◆ **Goal**: Convert the lines of the entries below into a Markdown table with a Row column holding the row number and a Line column holding the line itself, omitting blank lines.
— START OF Extracted entries —
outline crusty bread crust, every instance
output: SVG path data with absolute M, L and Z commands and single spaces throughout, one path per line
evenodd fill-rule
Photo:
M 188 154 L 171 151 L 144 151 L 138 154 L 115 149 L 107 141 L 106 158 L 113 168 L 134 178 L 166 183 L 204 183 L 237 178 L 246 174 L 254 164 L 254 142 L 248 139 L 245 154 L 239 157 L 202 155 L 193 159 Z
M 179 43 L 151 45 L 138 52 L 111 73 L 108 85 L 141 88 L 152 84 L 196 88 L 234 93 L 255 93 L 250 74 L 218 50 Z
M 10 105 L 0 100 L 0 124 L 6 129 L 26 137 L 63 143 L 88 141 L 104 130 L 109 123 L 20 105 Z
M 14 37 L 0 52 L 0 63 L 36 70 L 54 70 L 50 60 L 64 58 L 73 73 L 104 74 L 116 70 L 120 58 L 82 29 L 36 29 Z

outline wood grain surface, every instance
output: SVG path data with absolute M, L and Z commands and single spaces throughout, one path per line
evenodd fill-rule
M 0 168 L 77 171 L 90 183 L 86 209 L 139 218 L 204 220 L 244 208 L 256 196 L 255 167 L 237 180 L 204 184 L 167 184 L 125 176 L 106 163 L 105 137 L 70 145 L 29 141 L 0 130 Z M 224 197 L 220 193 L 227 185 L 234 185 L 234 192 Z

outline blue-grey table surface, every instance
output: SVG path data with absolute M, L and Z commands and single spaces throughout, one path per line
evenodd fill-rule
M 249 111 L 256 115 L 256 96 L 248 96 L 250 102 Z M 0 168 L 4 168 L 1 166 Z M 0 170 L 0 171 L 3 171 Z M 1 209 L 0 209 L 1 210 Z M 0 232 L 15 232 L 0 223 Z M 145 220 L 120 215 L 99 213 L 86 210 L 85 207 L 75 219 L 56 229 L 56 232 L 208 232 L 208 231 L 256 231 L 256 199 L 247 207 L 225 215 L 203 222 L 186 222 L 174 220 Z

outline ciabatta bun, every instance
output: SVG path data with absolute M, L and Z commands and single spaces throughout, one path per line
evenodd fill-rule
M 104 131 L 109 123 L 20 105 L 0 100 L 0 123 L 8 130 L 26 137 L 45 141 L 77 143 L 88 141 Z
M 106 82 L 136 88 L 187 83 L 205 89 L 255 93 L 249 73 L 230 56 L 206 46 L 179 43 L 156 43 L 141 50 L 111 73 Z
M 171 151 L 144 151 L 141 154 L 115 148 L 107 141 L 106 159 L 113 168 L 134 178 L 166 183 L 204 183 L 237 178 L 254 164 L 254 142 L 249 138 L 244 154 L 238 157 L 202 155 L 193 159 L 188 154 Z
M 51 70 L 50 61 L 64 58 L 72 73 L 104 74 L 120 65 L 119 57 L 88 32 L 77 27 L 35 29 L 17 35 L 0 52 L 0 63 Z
— END OF Extracted entries —
◆ **Solution for this task**:
| Row | Line |
|---|---|
| 1 | outline crusty bread crust, every instance |
| 2 | output: SVG path data with absolute M, L and Z commands and single spaces throughout, one path per line |
| 3 | evenodd fill-rule |
| 4 | Photo: |
| 5 | M 188 154 L 171 151 L 144 151 L 138 154 L 115 149 L 107 141 L 106 158 L 113 168 L 134 178 L 166 183 L 204 183 L 237 178 L 246 174 L 254 164 L 254 142 L 248 139 L 245 154 L 239 157 L 202 155 L 193 159 Z |
| 6 | M 179 43 L 151 45 L 138 52 L 111 73 L 108 85 L 141 88 L 152 84 L 196 88 L 234 93 L 255 93 L 250 74 L 218 50 Z |
| 7 | M 10 105 L 0 100 L 0 124 L 6 129 L 26 137 L 63 143 L 88 141 L 104 130 L 109 123 L 20 105 Z |
| 8 | M 14 37 L 0 52 L 0 63 L 36 70 L 54 70 L 50 60 L 64 58 L 73 73 L 104 74 L 116 70 L 120 58 L 82 29 L 36 29 Z |
| 9 | outline wood grain surface, every instance |
| 10 | output: SVG path data with absolute M, L and Z commands and single spaces throughout, one path per line |
| 11 | evenodd fill-rule |
| 12 | M 0 168 L 77 171 L 90 183 L 86 209 L 139 218 L 204 220 L 244 208 L 256 196 L 255 167 L 237 180 L 204 184 L 167 184 L 125 176 L 106 163 L 105 137 L 70 145 L 29 141 L 0 130 Z M 224 197 L 220 193 L 227 185 L 234 185 L 234 192 Z |
| 13 | outline blue-grey table surface, every instance |
| 14 | output: SVG path data with absolute M, L and Z commands and single spaces throughout, one path per line |
| 15 | evenodd fill-rule |
| 16 | M 249 111 L 256 115 L 256 96 L 248 96 L 250 102 Z M 0 168 L 4 168 L 1 166 Z M 0 170 L 0 171 L 3 171 Z M 1 209 L 0 209 L 1 210 Z M 0 232 L 15 232 L 0 223 Z M 145 220 L 120 215 L 99 213 L 86 210 L 85 207 L 75 219 L 56 229 L 56 232 L 208 232 L 208 231 L 256 231 L 256 199 L 247 207 L 225 215 L 203 222 L 186 222 L 174 220 Z |
| 17 | outline ciabatta bun, every instance |
| 18 | output: SVG path data with absolute M, L and Z commands and single spaces throughout, one path per line |
| 19 | evenodd fill-rule |
| 20 | M 104 131 L 109 123 L 20 105 L 0 100 L 0 123 L 8 130 L 26 137 L 45 141 L 77 143 L 88 141 Z |
| 21 | M 106 82 L 136 88 L 187 83 L 205 89 L 255 93 L 249 73 L 230 56 L 206 46 L 179 43 L 156 43 L 141 50 L 111 73 Z |
| 22 | M 171 151 L 144 151 L 141 154 L 115 148 L 107 141 L 106 159 L 113 168 L 134 178 L 166 183 L 204 183 L 237 178 L 254 164 L 254 142 L 249 138 L 244 154 L 238 157 L 202 155 L 193 159 L 188 154 Z |
| 23 | M 51 70 L 50 61 L 64 58 L 72 73 L 104 74 L 120 65 L 119 57 L 88 32 L 77 27 L 35 29 L 17 35 L 0 52 L 0 63 Z |